## 作業一覧:
A) 引用文のうち「1888年4月13日、東京府東京市」で始まる段落を、主な事実を残して箇条書きに書き直してください。
B) 引用文で可否茶館の館内にあるとされている部屋や場所を、すべて挙げてください。

··· 引用文

■ 4月13日は「喫茶店の日」
1888年4月13日、東京府東京市下谷区上野西黒門町2丁目に、日本初の喫茶店舗として「可否茶館」(かひさかん)が開業した。2階建て洋館で1階がビリヤード場、2階が喫茶室。新聞に開業案内広告「開店可否茶館開業報條」が掲載されたが、その味が受け入れられず5年程で閉店した。
「遠からん者は鉄道馬車に乗ッて来たまへ近くは鳥渡寄ッて一杯を喫したまへ抑下谷西黒門町二番地(警察署)隣へ新築せし可否茶館と云ツパ広く欧米の華麗に我国の優美を加減し此処に商ふ珈琲の美味なる思はず腮を置き忘れん事疑ひ無し館中別に文房室更衣室あるは内外の遊技場を整へマッタ内外の新聞雑誌縦覧勝手次第にて其価の厳なる只よりも安し咲き揃ふ花は上野か浅草へ歩を運はべらるゝ紳士貴女幸ひ来館を忝ふして当館の可否を品評し給へかしと館主に代りて鴬里の思案外史敬って白す定価カヒー一碗金壱銭半間牛乳入金弐銭」

······
··· 表示情報

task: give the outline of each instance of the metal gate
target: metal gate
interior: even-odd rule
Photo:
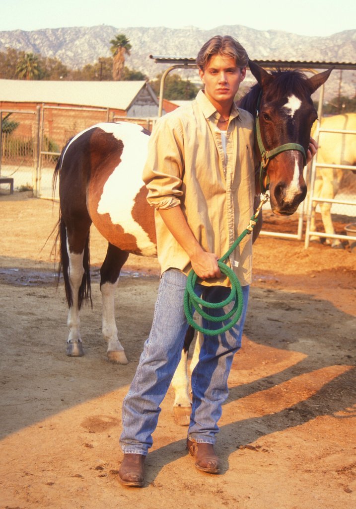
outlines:
[[[319,117],[320,118],[320,117]],[[317,142],[319,141],[320,134],[322,132],[335,133],[341,134],[353,134],[356,135],[356,131],[348,131],[345,129],[323,129],[320,127],[320,122],[318,121],[316,131],[316,139]],[[312,218],[312,213],[313,207],[313,204],[328,203],[335,204],[338,205],[344,205],[351,207],[354,207],[353,209],[354,212],[352,214],[353,216],[356,216],[356,196],[353,195],[352,200],[336,199],[334,198],[327,199],[324,197],[317,197],[314,196],[315,183],[316,176],[316,171],[318,168],[331,168],[334,169],[339,169],[344,171],[354,171],[354,166],[349,166],[345,164],[326,164],[325,163],[319,163],[317,162],[317,153],[316,157],[314,158],[312,161],[311,172],[310,179],[310,191],[308,193],[308,204],[307,209],[307,223],[305,232],[305,246],[306,248],[309,247],[310,238],[312,236],[319,237],[323,238],[338,239],[339,240],[345,240],[344,235],[331,234],[325,233],[316,231],[312,231],[310,229],[311,222]],[[349,240],[356,240],[356,236],[348,235],[347,239]]]

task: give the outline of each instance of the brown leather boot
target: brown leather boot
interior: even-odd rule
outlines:
[[[124,454],[118,470],[118,480],[125,486],[141,488],[144,483],[144,460],[142,454]]]
[[[195,467],[210,474],[218,474],[220,471],[220,461],[215,454],[212,444],[198,443],[188,438],[187,448],[189,454],[195,459]]]

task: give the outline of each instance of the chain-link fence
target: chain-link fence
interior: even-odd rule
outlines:
[[[155,122],[155,119],[150,118],[109,118],[108,110],[105,109],[44,104],[35,111],[0,110],[0,115],[2,121],[0,123],[1,192],[10,192],[12,184],[15,190],[33,189],[35,196],[47,199],[52,197],[52,179],[58,157],[70,138],[102,122],[133,122],[150,131]],[[341,221],[343,223],[339,227],[339,231],[340,228],[343,230],[348,223],[356,221],[356,175],[349,171],[348,173],[349,178],[340,183],[338,194],[332,201],[333,217],[336,217],[339,223]],[[56,191],[55,197],[57,197],[58,186]],[[312,198],[310,191],[309,197]],[[337,203],[340,202],[346,203]],[[278,224],[274,228],[266,220],[262,234],[301,240],[308,216],[306,210],[308,203],[307,198],[295,214],[298,217],[294,228],[297,233],[287,233],[289,231],[280,224],[286,220],[274,216],[273,223],[277,222]],[[266,212],[265,217],[268,219],[268,210]]]

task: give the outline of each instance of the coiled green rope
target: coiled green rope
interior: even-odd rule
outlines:
[[[184,313],[187,317],[188,323],[193,327],[194,329],[202,332],[203,334],[209,336],[215,336],[219,334],[222,334],[223,332],[225,332],[227,330],[228,330],[232,327],[233,327],[241,316],[243,304],[241,285],[237,276],[232,269],[228,267],[224,262],[228,259],[231,253],[236,248],[237,246],[239,245],[242,239],[246,235],[251,233],[257,222],[257,217],[262,208],[262,206],[268,199],[268,196],[265,195],[263,200],[260,203],[256,212],[251,217],[248,226],[236,239],[228,251],[218,261],[218,265],[220,269],[220,271],[223,274],[224,274],[228,278],[231,287],[231,292],[225,300],[221,302],[208,302],[198,297],[194,292],[194,287],[198,279],[198,276],[193,269],[192,269],[188,274],[183,300]],[[203,307],[207,308],[208,309],[220,309],[229,304],[232,301],[234,301],[234,303],[231,309],[228,313],[221,316],[213,316],[205,313],[202,309]],[[208,322],[218,323],[219,322],[222,322],[225,320],[228,320],[229,318],[231,320],[227,324],[220,329],[205,329],[194,320],[193,315],[194,309],[200,316],[204,318]]]

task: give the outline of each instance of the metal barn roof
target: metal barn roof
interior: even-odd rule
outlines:
[[[151,87],[140,81],[66,81],[0,79],[0,101],[50,103],[127,110],[146,88],[158,104]]]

······

## 解答例:
A)
- 1888年4月13日、東京府東京市下谷区上野西黒門町2丁目に、日本初の喫茶店舗「可否茶館」(かひさかん)が開業した。
- 建物は2階建ての洋館で、1階がビリヤード場、2階が喫茶室だった。
- 新聞に開業案内広告「開店可否茶館開業報條」が掲載された。
- 味が受け入れられず、5年程で閉店した。

B)
- ビリヤード場(1階)
- 喫茶室(2階)
- 文房室
- 更衣室
- 内外の遊技場